Excerpts of pointing data
»»

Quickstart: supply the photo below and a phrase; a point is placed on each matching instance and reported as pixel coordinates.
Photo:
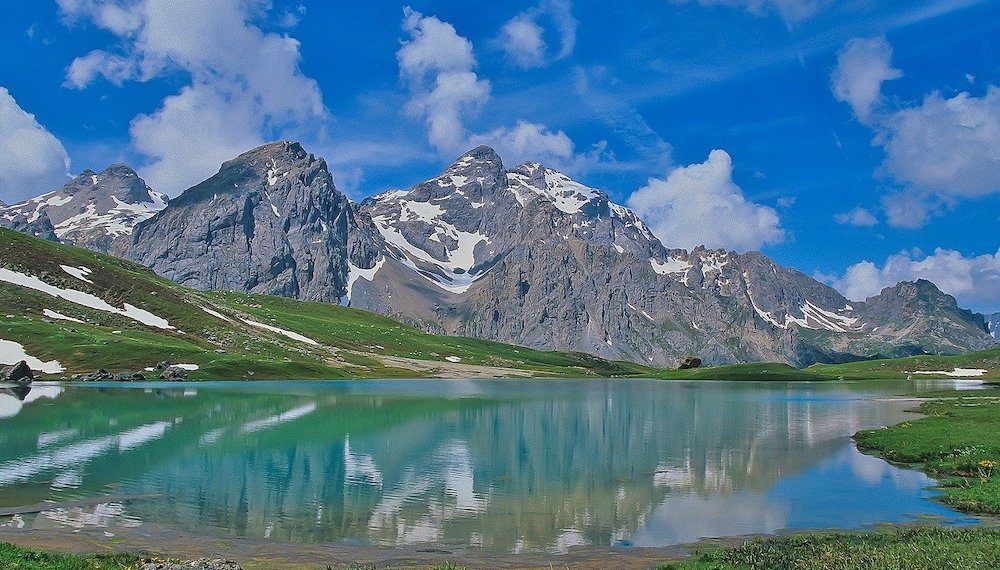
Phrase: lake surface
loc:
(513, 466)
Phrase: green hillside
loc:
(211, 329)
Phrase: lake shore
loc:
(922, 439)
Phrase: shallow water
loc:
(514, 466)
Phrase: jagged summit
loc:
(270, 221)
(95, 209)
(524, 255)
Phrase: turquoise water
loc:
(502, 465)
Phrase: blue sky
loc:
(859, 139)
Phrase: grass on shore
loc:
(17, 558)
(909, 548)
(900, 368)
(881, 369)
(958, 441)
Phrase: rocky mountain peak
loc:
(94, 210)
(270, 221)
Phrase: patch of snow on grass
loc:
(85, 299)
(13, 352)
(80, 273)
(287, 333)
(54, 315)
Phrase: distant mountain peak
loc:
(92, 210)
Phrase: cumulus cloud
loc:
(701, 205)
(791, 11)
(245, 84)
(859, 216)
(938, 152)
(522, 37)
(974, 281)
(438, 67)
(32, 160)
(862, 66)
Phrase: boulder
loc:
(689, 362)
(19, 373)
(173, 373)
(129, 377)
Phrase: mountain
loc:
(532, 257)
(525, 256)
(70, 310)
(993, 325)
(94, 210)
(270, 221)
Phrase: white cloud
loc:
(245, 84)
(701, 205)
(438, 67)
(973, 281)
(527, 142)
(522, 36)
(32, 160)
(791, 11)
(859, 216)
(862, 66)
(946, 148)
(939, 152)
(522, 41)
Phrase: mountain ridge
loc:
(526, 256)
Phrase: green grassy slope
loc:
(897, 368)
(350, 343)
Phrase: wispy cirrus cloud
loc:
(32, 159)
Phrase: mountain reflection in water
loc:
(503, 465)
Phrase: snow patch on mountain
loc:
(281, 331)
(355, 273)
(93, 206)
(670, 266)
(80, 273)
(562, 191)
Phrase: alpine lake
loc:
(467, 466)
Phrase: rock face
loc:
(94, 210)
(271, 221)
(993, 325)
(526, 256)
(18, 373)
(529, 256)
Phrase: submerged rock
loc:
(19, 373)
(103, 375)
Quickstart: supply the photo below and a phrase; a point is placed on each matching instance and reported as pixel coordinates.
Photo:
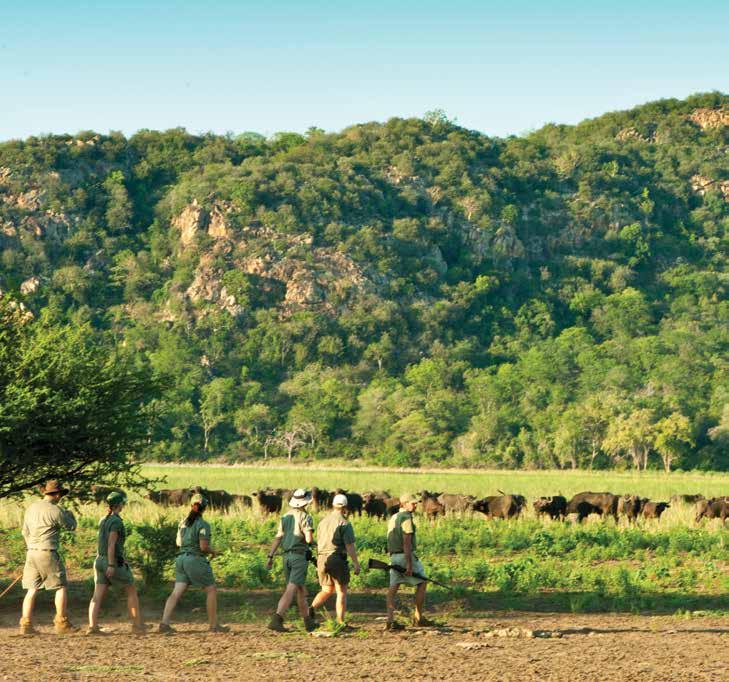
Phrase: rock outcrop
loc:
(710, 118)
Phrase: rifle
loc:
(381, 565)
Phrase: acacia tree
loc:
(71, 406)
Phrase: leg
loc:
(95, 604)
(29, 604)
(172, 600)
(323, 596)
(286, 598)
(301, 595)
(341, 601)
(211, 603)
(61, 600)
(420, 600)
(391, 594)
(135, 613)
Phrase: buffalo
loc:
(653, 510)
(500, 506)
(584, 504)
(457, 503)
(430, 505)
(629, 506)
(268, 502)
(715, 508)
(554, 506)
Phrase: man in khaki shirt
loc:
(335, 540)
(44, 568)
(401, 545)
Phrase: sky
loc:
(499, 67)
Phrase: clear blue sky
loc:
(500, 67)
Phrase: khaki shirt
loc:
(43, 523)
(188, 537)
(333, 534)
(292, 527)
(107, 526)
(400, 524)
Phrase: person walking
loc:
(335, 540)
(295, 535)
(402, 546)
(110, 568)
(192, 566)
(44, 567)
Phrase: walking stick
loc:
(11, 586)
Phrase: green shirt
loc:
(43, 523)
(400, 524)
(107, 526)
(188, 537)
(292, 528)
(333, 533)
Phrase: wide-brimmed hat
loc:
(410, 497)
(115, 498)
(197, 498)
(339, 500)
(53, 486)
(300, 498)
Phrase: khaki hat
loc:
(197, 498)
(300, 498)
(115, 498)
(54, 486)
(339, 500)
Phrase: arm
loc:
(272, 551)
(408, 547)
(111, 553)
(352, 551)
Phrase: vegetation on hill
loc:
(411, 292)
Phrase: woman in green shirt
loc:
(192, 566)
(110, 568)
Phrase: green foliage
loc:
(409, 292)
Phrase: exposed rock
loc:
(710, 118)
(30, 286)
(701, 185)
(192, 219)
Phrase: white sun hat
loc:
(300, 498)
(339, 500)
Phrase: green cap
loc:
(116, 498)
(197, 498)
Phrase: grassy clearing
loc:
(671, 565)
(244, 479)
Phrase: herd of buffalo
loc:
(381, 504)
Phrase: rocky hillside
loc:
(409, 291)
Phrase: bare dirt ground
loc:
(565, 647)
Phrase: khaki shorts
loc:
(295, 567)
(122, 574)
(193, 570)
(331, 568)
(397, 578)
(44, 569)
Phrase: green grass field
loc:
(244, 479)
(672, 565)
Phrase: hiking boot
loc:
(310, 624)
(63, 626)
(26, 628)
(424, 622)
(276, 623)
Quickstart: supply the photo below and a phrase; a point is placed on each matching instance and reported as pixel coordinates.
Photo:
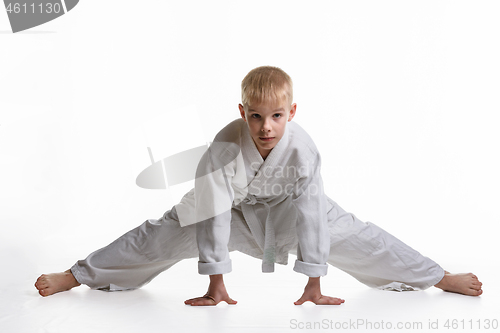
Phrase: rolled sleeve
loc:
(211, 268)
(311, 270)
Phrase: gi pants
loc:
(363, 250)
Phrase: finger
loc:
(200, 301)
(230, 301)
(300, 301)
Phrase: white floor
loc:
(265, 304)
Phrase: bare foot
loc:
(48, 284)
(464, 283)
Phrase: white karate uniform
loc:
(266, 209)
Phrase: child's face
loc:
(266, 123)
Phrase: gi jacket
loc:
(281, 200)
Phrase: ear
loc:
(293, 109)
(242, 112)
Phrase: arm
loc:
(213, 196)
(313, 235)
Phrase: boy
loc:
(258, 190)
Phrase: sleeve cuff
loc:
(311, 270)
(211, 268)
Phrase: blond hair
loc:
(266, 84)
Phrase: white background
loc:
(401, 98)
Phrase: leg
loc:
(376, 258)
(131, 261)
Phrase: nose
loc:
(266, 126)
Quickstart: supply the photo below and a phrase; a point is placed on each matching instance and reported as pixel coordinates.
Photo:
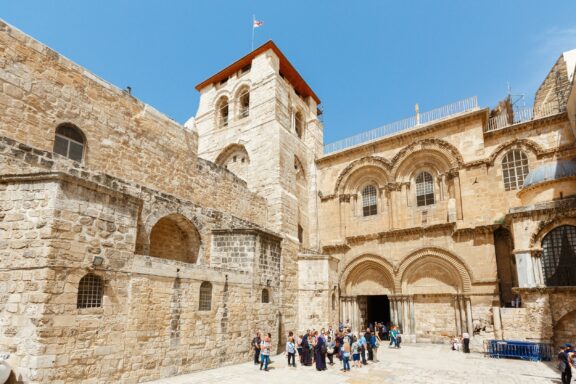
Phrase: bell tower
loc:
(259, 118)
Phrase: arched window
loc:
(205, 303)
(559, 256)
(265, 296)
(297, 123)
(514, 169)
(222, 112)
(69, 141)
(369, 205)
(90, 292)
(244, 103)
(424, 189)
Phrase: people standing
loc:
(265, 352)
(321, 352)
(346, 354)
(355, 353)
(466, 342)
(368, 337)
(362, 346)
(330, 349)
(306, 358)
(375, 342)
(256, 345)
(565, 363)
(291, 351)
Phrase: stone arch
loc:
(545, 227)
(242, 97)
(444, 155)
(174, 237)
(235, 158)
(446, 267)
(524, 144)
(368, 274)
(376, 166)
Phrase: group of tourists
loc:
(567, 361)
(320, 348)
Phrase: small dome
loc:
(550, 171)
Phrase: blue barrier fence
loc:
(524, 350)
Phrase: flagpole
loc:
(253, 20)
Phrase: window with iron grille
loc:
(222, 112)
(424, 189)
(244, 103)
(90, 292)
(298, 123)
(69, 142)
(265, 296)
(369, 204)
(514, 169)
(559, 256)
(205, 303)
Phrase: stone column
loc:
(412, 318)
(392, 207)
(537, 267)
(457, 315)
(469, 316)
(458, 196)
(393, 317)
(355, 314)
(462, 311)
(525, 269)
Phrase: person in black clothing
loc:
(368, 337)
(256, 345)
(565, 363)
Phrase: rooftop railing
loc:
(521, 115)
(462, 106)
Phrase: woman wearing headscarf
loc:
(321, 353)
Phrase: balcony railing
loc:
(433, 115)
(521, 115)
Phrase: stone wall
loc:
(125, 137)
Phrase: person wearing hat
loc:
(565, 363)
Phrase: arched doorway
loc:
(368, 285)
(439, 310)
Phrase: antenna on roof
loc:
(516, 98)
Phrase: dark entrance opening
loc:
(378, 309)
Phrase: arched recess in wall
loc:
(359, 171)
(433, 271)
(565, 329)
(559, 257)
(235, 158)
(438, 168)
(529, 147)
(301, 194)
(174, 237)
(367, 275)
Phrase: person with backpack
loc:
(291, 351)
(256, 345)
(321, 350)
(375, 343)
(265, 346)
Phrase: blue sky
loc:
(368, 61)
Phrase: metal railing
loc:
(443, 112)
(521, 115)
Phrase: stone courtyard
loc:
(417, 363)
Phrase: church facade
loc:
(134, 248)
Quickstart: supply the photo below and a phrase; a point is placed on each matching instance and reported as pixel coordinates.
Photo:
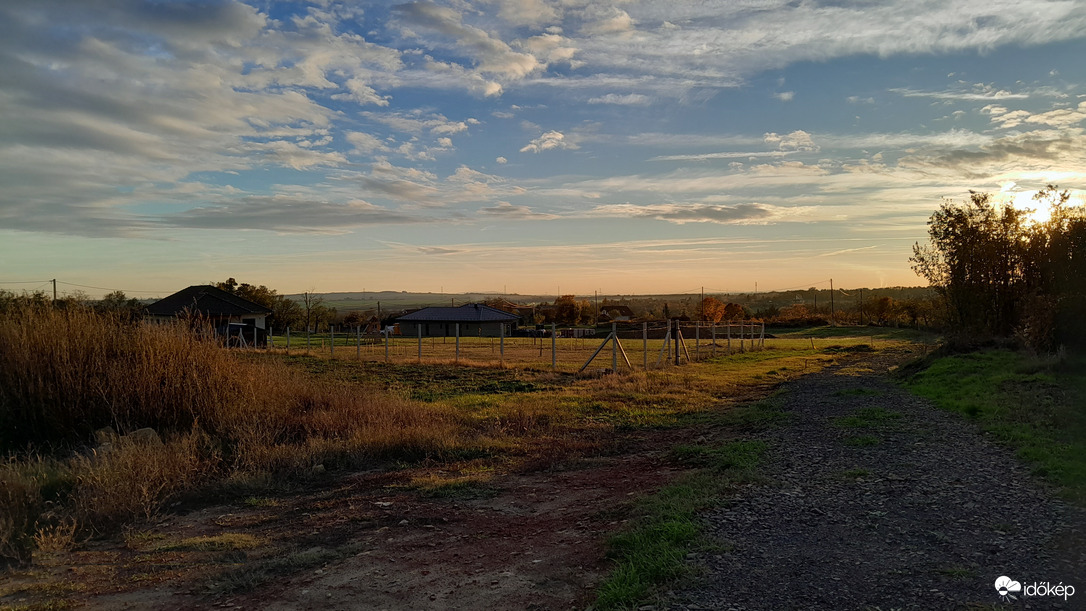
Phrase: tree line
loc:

««

TASK DIRECTIONS:
Your task is to copy word for word the lines from the line containing "Phrase: arched window" to the end of the listing, both included, and to drop any pictures.

ANSWER FOR THE TASK:
Phrase: arched window
loc:
(205, 303)
(559, 256)
(265, 296)
(297, 123)
(514, 169)
(222, 112)
(69, 141)
(369, 205)
(90, 292)
(244, 103)
(424, 189)
Phrase: people standing
loc:
(265, 352)
(321, 352)
(346, 354)
(355, 353)
(466, 342)
(368, 337)
(362, 346)
(330, 349)
(306, 358)
(375, 342)
(256, 345)
(565, 363)
(291, 351)
Phrase: stone arch
loc:
(545, 227)
(242, 97)
(444, 155)
(174, 237)
(235, 158)
(446, 267)
(524, 144)
(368, 274)
(376, 166)
Phrase: group of tourists
loc:
(567, 361)
(320, 348)
Phrase: small dome
loc:
(550, 171)
Phrase: blue barrier fence
loc:
(524, 350)
Phrase: flagpole
loc:
(253, 20)
Phrase: window with iron grille
loc:
(222, 112)
(424, 189)
(244, 103)
(90, 292)
(298, 123)
(69, 142)
(265, 296)
(369, 204)
(514, 169)
(559, 256)
(205, 303)
Phrase: stone column
loc:
(412, 318)
(392, 207)
(537, 267)
(457, 315)
(469, 316)
(458, 196)
(393, 317)
(355, 314)
(462, 311)
(525, 269)
Phrase: person in black clothing
loc:
(368, 337)
(256, 345)
(565, 363)
Phrase: rooftop railing
loc:
(521, 115)
(462, 106)
Phrase: woman wearing headscarf
loc:
(321, 353)
Phrase: balcony railing
loc:
(433, 115)
(521, 115)
Phrase: stone wall
loc:
(125, 137)
Phrase: person wearing hat
loc:
(565, 363)
Phrase: arched doorway
loc:
(368, 285)
(439, 310)
Phrase: antenna on roof
loc:
(516, 98)
Phrase: dark entrance opening
loc:
(378, 309)
Phrase: arched recess in wall
loc:
(359, 171)
(433, 271)
(565, 329)
(559, 257)
(235, 158)
(438, 168)
(529, 147)
(301, 194)
(174, 237)
(367, 275)
Phrase: person with backpack
loc:
(291, 351)
(256, 345)
(321, 350)
(375, 343)
(265, 346)
Phrase: blue sky
loc:
(368, 61)
Phrase: metal railing
loc:
(443, 112)
(521, 115)
Phrase: stone courtyard
loc:
(417, 363)
Phrase: church facade
loc:
(134, 248)
Quickstart: supply the photo below and a phrase; a point is placed on each matching instance and reported as pixel coordinates.
Photo:
Phrase: tree line
loc:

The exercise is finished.